- Study text:
######
# F2 Fires



## Akua_Ko_Nalu (Feb 15, 2007)

Seeing as the seller in the classified section is unwilling to provide any information regarding the F2 Fire, does anybody have any information/documentation about them?

As far as I'm concerned, it's just a nice Fire.


----------



## Robbie (Dec 4, 2006)

Using the word 'Super' probably gave the wrong impression. Second generation is a bit better but it does seem to be line bred. Or selective. You get better Pastels from a Pastel x Pastel pairing (Not to be confused with Super Pastels - I mean simply the Pastels produced in the same clutch).

Much like Mojave and Yellow Belly.


----------



## TREV !!! (Mar 26, 2008)

and that is all its billed as....... no one here mentioned genetics apart from the way they are repetedly reproduced,,, fire x fire, and nothing else.
look at the pics and then look at a "normal fire",,, and if ya need more pics ill happily show my collection of fires, and F2's to show the comparison,, (i only have 16 or so) the name is just given to the unique way they look, not like a normal fire,,,, and the price reflects the role of the dice we take......

why not join a royal python morph forum and not just a general herp one and learn something....

bless ya x x x x x


----------



## Akua_Ko_Nalu (Feb 15, 2007)

TREV !!!! said:


> and that is all its billed as....... no one here mentioned genetics apart from the way they are repetedly reproduced,,, fire x fire, and nothing else.
> look at the pics and then look at a "normal fire",,, and if ya need more pics ill happily show my collection of fires, and F2's to show the comparison,, (i only have 16 or so) the name is just given to the unique way they look, not like a normal fire,,,, and the price reflects the role of the dice we take......
> 
> why not join a royal python morph forum and not just a general herp one and learn something....
> ...


Who's to say this is the only Forum I contribute to?

And all I am stating, is that there is no actual documentation showing any relation to an F2.

Yes they do look very different, and I must say, very nice, but I am only trying to find out more about it, not shoot you down.

So....If I had 2 Normal Fires from different lines, bred them together...I would in theory get a Black Eyed Leucistic, Fires and Normals.

If the Fires produced from this clutch looked a bit different, would they then just be dubbed as F2 Fires?


----------



## Akua_Ko_Nalu (Feb 15, 2007)
######
- Exercise data:
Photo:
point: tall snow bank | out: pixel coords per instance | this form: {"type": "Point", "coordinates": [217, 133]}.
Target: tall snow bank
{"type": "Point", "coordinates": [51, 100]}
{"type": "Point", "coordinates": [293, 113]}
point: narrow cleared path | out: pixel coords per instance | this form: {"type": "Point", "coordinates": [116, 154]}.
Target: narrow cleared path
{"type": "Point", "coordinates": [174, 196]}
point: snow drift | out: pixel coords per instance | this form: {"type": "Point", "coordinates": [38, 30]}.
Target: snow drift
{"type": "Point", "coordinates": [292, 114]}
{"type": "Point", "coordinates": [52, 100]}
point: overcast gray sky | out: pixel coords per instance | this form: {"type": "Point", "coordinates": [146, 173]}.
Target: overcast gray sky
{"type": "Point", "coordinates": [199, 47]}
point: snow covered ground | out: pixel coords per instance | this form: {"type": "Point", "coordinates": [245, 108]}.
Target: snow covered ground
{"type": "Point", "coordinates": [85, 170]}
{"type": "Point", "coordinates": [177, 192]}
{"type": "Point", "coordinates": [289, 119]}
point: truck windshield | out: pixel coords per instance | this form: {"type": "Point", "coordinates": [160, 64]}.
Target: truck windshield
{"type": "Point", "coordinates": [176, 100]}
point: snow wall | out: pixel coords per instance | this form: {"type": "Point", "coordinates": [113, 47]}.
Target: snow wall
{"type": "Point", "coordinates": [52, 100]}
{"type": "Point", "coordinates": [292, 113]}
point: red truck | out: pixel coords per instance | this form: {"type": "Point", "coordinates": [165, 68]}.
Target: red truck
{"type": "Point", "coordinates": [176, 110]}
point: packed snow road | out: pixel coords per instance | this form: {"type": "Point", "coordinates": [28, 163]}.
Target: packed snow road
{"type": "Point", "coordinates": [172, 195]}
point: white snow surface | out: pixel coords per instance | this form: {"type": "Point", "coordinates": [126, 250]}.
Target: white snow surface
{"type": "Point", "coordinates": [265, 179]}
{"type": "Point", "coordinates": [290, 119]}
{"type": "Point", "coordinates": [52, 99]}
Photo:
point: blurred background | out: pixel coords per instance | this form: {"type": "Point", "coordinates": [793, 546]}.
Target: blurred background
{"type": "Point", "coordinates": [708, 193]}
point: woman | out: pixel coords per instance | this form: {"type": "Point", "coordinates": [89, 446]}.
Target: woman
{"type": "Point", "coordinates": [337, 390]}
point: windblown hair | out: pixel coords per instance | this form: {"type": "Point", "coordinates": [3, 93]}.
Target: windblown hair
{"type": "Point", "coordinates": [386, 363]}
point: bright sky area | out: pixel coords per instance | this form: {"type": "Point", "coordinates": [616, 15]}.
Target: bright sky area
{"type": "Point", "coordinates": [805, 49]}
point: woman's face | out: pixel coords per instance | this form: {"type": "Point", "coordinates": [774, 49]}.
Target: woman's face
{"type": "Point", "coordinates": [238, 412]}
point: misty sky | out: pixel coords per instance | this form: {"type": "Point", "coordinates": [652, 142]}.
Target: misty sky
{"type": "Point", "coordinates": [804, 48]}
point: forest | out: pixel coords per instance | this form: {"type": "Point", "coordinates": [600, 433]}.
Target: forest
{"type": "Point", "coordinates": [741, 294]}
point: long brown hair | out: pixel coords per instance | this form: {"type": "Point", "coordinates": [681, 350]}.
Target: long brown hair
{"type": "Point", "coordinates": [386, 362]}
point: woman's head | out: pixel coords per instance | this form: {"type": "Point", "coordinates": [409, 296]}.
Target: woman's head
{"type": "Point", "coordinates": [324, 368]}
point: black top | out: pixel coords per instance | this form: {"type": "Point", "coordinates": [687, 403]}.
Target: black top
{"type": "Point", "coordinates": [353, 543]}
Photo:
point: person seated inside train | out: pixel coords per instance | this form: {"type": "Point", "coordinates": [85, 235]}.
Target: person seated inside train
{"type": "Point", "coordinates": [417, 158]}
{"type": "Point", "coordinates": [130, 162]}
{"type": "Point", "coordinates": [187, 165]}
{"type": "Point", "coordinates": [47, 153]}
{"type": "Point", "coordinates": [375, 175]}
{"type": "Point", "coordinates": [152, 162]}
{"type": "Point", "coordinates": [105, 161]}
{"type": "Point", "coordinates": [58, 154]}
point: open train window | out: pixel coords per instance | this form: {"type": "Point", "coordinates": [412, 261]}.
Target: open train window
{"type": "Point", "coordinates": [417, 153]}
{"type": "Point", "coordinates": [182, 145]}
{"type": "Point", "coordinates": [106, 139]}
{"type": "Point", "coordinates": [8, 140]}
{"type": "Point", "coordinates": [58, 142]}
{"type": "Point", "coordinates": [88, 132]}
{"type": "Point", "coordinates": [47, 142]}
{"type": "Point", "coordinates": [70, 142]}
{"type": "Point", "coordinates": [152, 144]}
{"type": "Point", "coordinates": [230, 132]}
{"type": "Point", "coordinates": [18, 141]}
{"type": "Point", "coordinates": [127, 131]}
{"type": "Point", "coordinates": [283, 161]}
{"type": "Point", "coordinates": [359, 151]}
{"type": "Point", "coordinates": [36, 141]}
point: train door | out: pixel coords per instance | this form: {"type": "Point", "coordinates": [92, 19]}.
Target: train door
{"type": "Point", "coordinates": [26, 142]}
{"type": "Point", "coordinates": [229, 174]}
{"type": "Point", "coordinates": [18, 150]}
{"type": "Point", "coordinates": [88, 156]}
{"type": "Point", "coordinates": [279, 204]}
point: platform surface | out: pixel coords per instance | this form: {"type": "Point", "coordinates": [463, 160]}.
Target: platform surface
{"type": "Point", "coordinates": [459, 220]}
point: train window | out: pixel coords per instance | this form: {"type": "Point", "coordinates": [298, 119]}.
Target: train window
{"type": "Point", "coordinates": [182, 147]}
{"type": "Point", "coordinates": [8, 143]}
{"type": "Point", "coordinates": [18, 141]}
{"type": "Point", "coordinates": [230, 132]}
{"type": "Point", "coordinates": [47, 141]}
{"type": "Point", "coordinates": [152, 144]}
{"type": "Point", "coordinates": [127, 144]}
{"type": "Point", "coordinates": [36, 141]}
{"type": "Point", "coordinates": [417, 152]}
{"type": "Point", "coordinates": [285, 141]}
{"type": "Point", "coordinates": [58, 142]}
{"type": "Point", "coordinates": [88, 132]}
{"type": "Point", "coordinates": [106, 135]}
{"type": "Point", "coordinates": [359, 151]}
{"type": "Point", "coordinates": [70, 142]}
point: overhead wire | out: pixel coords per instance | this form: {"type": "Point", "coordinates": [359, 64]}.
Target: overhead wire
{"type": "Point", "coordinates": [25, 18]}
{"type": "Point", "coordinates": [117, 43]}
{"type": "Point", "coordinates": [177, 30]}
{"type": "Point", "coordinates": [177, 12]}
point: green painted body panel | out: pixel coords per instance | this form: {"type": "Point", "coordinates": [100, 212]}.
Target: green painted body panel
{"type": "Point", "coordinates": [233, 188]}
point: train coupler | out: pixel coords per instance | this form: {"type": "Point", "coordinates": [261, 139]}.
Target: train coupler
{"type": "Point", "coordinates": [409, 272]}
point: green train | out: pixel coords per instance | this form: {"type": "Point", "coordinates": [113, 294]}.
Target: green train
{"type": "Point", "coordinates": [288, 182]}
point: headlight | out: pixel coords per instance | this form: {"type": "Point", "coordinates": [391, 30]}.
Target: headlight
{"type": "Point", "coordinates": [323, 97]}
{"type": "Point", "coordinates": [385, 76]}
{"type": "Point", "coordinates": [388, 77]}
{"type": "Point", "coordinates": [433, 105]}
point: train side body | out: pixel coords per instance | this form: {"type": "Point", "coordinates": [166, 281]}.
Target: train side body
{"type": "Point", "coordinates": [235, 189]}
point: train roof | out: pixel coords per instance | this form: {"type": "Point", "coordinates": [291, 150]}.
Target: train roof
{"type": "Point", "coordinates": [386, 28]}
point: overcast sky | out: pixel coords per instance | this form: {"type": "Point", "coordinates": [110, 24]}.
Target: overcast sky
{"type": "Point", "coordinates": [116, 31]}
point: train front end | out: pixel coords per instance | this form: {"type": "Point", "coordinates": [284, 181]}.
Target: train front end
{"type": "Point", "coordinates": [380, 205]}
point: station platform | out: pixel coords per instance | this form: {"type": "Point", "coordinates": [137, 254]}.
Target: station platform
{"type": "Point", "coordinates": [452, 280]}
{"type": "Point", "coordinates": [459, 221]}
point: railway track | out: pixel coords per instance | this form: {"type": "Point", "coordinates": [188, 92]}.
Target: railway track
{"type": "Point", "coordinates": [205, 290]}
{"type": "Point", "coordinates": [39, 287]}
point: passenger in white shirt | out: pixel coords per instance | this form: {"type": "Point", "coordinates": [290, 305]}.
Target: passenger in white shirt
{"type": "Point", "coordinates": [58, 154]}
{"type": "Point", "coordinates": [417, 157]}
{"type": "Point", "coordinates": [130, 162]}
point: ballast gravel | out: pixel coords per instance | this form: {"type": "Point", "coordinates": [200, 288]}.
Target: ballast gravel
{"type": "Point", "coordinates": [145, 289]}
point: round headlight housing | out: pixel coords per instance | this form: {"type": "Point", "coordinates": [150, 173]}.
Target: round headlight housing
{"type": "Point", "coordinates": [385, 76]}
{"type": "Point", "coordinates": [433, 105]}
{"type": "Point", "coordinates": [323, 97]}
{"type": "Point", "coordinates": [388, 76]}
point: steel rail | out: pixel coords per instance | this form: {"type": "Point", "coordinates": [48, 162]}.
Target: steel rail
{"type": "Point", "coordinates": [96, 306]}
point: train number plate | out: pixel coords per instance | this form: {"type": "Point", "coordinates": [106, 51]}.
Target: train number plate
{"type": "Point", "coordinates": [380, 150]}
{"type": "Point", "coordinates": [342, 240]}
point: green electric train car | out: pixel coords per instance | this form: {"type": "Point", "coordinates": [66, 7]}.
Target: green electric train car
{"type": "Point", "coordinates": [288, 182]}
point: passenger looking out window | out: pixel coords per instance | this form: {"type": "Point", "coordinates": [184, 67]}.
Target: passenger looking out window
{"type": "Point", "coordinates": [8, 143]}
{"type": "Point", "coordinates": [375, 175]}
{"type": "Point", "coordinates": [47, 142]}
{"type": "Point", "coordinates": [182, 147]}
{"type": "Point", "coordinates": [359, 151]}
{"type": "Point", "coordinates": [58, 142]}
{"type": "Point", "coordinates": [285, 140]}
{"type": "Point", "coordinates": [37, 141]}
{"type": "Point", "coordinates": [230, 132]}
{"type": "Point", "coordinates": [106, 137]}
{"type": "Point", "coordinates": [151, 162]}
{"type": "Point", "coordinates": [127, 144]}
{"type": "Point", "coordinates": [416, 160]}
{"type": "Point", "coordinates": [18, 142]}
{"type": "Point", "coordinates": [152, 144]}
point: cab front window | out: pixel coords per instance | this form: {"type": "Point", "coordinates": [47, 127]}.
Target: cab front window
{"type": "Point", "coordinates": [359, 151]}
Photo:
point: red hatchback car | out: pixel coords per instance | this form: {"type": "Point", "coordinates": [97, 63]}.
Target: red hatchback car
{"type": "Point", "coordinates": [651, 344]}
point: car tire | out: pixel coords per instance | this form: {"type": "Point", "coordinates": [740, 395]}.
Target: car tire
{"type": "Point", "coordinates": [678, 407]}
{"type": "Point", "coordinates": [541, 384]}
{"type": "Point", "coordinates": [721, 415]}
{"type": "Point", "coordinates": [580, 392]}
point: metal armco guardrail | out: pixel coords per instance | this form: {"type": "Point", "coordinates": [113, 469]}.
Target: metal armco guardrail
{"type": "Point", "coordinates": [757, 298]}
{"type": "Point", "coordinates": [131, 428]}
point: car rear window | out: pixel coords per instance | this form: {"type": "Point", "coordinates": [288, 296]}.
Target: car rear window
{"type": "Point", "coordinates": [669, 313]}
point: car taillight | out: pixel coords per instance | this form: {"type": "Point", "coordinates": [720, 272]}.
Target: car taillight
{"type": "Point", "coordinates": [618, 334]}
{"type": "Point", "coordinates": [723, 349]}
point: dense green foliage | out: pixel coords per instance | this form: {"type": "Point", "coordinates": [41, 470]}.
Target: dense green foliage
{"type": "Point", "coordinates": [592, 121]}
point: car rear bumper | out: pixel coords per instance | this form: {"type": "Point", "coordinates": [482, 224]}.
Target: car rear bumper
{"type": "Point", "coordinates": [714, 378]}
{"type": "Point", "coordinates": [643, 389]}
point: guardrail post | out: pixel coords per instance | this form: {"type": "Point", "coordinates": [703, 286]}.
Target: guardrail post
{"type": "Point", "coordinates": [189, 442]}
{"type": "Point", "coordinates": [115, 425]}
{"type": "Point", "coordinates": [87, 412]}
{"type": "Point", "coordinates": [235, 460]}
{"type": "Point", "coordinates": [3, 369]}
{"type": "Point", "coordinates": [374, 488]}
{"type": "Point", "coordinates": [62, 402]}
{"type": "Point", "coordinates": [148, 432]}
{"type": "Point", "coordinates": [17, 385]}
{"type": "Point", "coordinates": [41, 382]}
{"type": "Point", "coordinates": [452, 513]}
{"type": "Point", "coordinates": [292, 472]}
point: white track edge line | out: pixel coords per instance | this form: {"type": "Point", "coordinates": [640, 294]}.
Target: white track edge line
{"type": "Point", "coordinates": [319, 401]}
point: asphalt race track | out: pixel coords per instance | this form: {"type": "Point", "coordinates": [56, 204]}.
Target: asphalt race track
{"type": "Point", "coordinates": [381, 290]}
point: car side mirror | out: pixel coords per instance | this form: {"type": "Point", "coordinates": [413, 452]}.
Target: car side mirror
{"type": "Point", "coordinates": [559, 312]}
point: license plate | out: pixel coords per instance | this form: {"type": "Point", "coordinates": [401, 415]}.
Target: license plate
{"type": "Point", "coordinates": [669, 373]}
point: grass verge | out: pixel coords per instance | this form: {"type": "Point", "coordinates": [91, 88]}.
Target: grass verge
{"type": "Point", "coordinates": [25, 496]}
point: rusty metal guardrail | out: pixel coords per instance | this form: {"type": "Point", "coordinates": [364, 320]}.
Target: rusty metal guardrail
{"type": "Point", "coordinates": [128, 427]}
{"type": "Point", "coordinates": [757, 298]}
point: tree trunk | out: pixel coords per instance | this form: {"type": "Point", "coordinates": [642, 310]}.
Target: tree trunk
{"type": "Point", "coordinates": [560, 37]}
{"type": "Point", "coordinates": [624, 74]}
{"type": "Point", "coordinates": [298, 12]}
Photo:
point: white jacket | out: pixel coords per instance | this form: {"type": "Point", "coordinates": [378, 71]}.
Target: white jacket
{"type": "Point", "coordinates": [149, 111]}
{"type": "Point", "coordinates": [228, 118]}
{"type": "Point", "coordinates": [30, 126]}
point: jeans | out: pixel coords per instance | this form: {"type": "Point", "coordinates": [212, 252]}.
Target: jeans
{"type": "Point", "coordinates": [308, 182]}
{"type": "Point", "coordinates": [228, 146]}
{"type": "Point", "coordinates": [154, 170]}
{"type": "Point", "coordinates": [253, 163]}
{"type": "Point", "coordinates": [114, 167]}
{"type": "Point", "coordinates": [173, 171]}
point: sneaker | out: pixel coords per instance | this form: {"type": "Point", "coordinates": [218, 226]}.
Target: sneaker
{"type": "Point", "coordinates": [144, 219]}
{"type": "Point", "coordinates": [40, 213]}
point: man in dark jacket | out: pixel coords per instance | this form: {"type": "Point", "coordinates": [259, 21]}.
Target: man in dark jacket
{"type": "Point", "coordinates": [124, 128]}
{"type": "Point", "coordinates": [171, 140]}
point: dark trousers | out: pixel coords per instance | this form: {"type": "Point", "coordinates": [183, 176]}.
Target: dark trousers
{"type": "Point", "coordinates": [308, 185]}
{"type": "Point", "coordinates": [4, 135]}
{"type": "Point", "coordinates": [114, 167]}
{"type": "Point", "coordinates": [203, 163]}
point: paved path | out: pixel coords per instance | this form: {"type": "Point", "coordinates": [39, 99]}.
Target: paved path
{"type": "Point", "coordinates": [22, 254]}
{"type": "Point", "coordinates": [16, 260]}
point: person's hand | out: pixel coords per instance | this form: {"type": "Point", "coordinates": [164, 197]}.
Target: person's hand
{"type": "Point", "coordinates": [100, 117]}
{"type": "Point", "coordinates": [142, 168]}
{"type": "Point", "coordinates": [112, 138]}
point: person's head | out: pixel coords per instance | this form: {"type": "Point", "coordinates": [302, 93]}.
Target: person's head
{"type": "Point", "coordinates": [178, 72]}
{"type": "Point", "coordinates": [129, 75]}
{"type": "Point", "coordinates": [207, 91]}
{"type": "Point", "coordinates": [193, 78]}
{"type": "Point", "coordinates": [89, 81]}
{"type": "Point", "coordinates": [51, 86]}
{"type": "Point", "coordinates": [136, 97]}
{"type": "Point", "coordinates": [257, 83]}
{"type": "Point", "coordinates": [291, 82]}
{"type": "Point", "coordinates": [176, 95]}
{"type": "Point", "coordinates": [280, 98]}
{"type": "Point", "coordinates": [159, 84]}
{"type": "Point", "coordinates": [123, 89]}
######
- What you need to do:
#1 In the forum thread on F2 Fires, what pairing does Robbie say gives better Pastels?
#2 Carry on the forum thread about F2 Fires from the point where it stops.

- Replies:
#1 A Pastel x Pastel pairing gives better Pastels.

#2
Robbie said:


> Using the word 'Super' probably gave the wrong impression. Second generation is a bit better but it does seem to be line bred. Or selective. You get better Pastels from a Pastel x Pastel pairing (Not to be confused with Super Pastels - I mean simply the Pastels produced in the same clutch).
> 
> Much like Mojave and Yellow Belly.


I understand completely where you are coming from, but why is a Fire different? 

Why does the Fire gain "F2" Status yet any other morphs is still just a Pastel or just a Mojave.


----------



## samroyal2 (Oct 8, 2006)

Akua_Ko_Nalu said:


> I understand completely where you are coming from, but why is a Fire different?
> 
> Why does the Fire gain "F2" Status yet any other morphs is still just a Pastel or just a Mojave.


i personally would have thought they would just be fires again cause there is obviously going to be pattern variations as always regardless of which morph.

You could apply the same thing to yellow bellies then because typically from a yellow belly x yellow belly the resulting offspring could be ivory(super) yellow bellies and normals so my question would be would you then call the yellow belly offspring F2 yellow bellies because its the same thing with the fires.


----------



## Akua_Ko_Nalu (Feb 15, 2007)

samroyal2 said:


> i personally would have thought they would just be fires again cause there is obviously going to be pattern variations as always regardless of which morph.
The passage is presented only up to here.